## [GOAL OF THE EXERCISE]
Only one stretch of the records below should be repeated. It starts with the line containing "Masks with several" and goes on through the line containing "109 L 58 122", exactly as written.

## [SOURCE RECORDS]
+++
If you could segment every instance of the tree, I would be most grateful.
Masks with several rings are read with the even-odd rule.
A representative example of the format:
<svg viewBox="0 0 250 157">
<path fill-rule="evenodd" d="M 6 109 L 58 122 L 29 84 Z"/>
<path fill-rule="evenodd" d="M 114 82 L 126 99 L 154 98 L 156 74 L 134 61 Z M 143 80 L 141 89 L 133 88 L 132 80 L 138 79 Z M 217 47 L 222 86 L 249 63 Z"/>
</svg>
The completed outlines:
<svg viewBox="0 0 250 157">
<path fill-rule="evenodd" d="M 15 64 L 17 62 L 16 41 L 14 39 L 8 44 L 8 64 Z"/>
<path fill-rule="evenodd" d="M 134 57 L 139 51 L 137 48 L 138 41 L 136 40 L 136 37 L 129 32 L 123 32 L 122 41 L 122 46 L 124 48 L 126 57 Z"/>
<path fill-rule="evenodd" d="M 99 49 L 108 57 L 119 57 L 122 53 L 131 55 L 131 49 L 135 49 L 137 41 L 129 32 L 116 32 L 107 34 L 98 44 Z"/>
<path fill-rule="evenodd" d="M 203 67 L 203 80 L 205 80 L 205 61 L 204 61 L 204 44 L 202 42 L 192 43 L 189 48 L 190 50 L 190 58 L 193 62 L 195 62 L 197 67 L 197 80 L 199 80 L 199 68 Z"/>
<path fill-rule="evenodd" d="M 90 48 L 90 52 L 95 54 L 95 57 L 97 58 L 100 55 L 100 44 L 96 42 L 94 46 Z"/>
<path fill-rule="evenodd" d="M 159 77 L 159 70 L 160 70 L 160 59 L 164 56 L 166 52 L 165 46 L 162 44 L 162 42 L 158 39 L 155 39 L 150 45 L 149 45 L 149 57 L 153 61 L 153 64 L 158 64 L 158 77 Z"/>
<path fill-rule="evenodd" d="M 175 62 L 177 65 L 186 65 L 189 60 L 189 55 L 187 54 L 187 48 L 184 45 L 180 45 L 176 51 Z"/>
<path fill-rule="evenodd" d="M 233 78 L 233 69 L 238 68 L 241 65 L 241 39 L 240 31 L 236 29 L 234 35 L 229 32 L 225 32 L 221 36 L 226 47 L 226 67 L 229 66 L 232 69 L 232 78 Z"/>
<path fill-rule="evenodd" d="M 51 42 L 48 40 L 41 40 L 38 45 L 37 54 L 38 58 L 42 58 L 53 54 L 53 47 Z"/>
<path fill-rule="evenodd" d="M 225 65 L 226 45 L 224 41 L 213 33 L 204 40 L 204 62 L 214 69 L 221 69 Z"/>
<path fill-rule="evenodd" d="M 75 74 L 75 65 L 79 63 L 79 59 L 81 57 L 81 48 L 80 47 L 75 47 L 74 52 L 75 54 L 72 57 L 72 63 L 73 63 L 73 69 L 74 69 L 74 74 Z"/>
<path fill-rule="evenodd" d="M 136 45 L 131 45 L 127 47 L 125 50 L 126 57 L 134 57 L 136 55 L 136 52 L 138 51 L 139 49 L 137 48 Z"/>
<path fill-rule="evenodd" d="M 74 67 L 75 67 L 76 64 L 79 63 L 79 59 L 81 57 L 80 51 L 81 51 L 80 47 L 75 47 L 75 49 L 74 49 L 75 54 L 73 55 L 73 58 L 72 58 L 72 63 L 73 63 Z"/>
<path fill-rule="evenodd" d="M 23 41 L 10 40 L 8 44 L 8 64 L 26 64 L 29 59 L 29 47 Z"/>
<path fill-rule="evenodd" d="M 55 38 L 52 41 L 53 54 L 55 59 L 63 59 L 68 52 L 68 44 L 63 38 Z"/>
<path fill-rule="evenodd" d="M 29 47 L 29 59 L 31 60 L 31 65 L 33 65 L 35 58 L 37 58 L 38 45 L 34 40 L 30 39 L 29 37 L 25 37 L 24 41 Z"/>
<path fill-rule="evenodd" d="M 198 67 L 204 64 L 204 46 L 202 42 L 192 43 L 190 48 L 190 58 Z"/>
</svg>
+++
## [RESPONSE TO THE EXERCISE]
Masks with several rings are read with the even-odd rule.
A representative example of the format:
<svg viewBox="0 0 250 157">
<path fill-rule="evenodd" d="M 6 109 L 58 122 L 29 84 Z"/>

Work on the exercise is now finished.